About this exercise
Using the records that follow, tally the lines containing the word "potato" and state only the count.

Supplied material
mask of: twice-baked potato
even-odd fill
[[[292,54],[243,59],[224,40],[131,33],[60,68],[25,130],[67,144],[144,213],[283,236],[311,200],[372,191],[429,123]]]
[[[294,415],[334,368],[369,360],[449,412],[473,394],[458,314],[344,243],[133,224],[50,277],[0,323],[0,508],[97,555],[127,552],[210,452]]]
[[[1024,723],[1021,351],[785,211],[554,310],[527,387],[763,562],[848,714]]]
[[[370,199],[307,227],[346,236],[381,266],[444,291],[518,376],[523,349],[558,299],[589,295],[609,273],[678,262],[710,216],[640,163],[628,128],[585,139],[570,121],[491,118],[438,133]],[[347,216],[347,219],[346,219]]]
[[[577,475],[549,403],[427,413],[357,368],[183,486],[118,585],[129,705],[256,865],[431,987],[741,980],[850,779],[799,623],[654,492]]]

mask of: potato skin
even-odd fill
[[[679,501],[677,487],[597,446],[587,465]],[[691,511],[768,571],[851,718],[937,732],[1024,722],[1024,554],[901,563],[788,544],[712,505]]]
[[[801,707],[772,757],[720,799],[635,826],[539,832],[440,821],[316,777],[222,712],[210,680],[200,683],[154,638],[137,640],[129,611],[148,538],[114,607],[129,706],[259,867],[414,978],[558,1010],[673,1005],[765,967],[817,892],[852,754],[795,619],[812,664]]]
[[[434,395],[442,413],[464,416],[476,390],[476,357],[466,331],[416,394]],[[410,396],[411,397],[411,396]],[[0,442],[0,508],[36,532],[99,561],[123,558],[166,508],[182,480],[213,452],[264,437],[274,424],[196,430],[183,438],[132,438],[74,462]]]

Your response
2